╭─ EXTRAIT DU TEXTE

« On ne peut pas faire une constitution dans laquelle on met une Haute cour de justice en place pour juger des ministres. Le ministre n’est pas au-dessus des autres citoyens […] Un ministre qui a volé des milliards, il est dehors et se ballade tandis qu’on incarcère un simple voleur de poulet pendant cinq ans. De quel type de justice s’agit-il ? Un ministre qui vole doit répondre au même titre que les autres citoyens ». Ces mots ont été prononcés par Bassolma Bazié, ministre d’Etat, ministre de la fonction publique, du travail et de la protection sociale, le 23 juin 2023 à l’université Aube nouvelle. C’était lors de la cérémonie d’ouverture de la première édition du Forum africain sur le leadership et la gouvernance organisé par le consortium Governance and leadership by youth.
Arrivé en retard pour le lancement du forum, prévu pour 9h, Bassolma Bazié, a justifié ce retard par le fait qu’il était en réunion avec une délégation du Fonds monétaire international (FMI). Le ministre d’Etat a confié au public avoir tenu un langage de vérité au FMI durant cette rencontre. « Nous avons dit au Fonds monétaire international que même si la situation que nous traversons est la conséquence de l’ensemble de nos errements, le FMI lui-même fait aussi partie des causes », a lancé le ministre d’Etat.
- Vue partielle des participants au forum africain sur le leadership et la gouvernance
Face à plus de 200 jeunes venus participer à ce forum, Bassolma Bazié a indiqué que le FMI n’est pas étranger à la situation difficile que vit le Burkina Faso parce qu’il n’a pas eu le courage de dire la vérité aux différents gouvernements du Burkina Faso. « Vous avez donné des milliards à des gouvernants qui ont détourné plus de la moitié de ces milliards pour les ramener dans vos banques sans que vous ne les dénoncez. Vous êtes aussi la cause, parce que vous êtes venus nous dire que la meilleure éducation, c’est d’aller du CP1 au CM2 sans redoubler. C’est une façon de dire aux enfants que même quand on est médiocre, on peut avancer. Aujourd’hui, vous venez crier que nos sociétés sont malades. Vous avez contribué à les rendre malades ». Voici ce que le ministre Bazié confie avoir entre autre balancé à la délégation du FMI.
- Selon Bassolma, Bazié tout ministre qui vole doit répondre devant la justice au même titre que tout citoyen
« L’Etat n’est pas capable de dire combien sont ses agents »

╰─
╭─ ENTRÉES FOURNIES

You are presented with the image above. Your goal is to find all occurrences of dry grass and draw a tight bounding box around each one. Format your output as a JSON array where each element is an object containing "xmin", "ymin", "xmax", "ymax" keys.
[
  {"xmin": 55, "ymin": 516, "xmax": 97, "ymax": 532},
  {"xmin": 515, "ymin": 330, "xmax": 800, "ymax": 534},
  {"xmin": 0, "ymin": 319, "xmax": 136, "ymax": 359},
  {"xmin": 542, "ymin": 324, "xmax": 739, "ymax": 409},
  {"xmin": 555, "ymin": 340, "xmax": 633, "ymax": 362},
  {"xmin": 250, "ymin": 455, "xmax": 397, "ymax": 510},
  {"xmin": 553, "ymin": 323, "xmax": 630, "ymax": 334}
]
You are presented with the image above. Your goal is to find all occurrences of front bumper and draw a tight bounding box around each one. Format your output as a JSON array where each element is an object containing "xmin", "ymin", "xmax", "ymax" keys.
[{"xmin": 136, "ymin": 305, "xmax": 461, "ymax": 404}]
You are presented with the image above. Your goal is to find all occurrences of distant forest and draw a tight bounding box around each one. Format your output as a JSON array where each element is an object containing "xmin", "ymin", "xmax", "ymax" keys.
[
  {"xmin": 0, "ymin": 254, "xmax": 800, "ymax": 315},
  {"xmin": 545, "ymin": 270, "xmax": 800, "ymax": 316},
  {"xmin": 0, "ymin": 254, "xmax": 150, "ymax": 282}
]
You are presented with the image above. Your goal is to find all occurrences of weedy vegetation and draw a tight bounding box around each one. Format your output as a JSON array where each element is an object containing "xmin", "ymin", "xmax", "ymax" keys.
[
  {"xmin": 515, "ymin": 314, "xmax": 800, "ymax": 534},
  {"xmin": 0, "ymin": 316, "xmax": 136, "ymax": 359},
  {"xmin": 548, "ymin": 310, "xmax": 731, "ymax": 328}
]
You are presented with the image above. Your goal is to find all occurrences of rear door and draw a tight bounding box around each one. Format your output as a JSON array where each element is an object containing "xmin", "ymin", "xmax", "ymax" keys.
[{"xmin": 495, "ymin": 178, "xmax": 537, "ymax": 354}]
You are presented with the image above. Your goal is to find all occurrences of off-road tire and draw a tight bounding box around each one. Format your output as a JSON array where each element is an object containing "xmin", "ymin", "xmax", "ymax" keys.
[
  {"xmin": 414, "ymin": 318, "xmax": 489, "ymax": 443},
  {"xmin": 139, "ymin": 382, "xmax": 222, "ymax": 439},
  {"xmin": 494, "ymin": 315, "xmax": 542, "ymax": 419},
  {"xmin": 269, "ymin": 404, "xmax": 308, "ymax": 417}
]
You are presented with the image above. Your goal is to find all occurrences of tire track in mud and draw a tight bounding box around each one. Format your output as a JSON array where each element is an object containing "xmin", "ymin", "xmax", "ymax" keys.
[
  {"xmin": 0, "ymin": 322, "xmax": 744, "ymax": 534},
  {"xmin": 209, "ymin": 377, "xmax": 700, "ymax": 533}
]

╰─
╭─ ENTRÉES FOURNIES

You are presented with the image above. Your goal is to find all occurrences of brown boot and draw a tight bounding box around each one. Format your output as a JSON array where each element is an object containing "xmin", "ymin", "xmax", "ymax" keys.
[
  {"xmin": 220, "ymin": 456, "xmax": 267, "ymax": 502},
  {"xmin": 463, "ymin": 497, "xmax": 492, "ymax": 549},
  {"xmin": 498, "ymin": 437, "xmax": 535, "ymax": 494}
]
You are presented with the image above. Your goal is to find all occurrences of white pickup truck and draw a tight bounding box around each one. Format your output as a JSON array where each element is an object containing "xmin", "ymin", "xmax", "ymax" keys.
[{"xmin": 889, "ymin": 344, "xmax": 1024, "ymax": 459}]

╰─
╭─ ENTRÉES FOURNIES

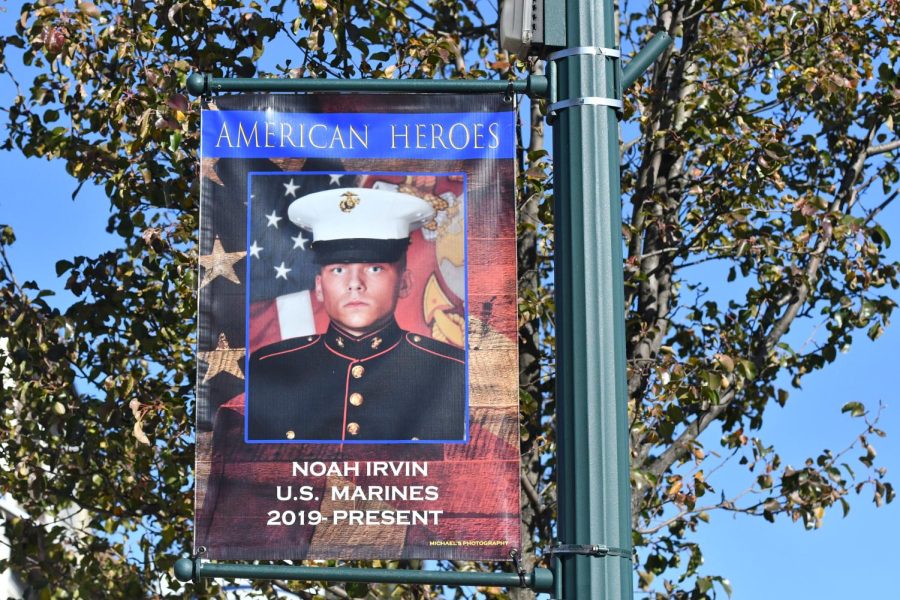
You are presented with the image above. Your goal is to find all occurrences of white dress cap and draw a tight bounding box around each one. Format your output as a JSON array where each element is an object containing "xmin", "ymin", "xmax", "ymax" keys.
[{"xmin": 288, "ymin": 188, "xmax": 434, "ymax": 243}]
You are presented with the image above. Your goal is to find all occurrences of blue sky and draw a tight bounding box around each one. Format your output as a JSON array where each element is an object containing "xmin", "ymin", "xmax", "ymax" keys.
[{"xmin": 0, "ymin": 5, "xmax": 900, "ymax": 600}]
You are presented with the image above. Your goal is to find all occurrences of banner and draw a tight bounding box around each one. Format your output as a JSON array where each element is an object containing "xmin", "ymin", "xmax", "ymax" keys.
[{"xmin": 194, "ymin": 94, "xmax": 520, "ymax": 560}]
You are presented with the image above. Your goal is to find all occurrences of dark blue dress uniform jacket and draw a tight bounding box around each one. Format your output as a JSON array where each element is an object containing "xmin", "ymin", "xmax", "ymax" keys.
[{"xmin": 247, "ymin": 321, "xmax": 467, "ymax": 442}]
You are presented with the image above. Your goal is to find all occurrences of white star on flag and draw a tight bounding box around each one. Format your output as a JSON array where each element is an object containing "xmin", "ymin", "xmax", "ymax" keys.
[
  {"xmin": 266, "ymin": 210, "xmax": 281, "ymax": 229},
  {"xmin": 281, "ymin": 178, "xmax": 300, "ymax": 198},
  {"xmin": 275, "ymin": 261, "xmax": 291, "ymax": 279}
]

╰─

● **OBJECTIF 1**
Renvoyez tel quel le passage de l'article sur Bassolma Bazié qui va de « Arrivé en retard » jusqu'à « le ministre d’Etat. » inclus.
● **OBJECTIF 2**
Répondez à ces questions d'après l'article sur Bassolma Bazié :
(a) À quelle date et dans quelle université ces mots ont-ils été prononcés ?
(b) Avec quelle délégation le ministre était-il en réunion avant d'arriver au forum ?
(c) Combien de jeunes étaient venus participer au forum ?

● **RÉPONSE 1**
Arrivé en retard pour le lancement du forum, prévu pour 9h, Bassolma Bazié, a justifié ce retard par le fait qu’il était en réunion avec une délégation du Fonds monétaire international (FMI). Le ministre d’Etat a confié au public avoir tenu un langage de vérité au FMI durant cette rencontre. « Nous avons dit au Fonds monétaire international que même si la situation que nous traversons est la conséquence de l’ensemble de nos errements, le FMI lui-même fait aussi partie des causes », a lancé le ministre d’Etat.

● **RÉPONSE 2**
(a) Le 23 juin 2023, à l'université Aube nouvelle.
(b) Avec une délégation du Fonds monétaire international (FMI).
(c) Plus de 200 jeunes.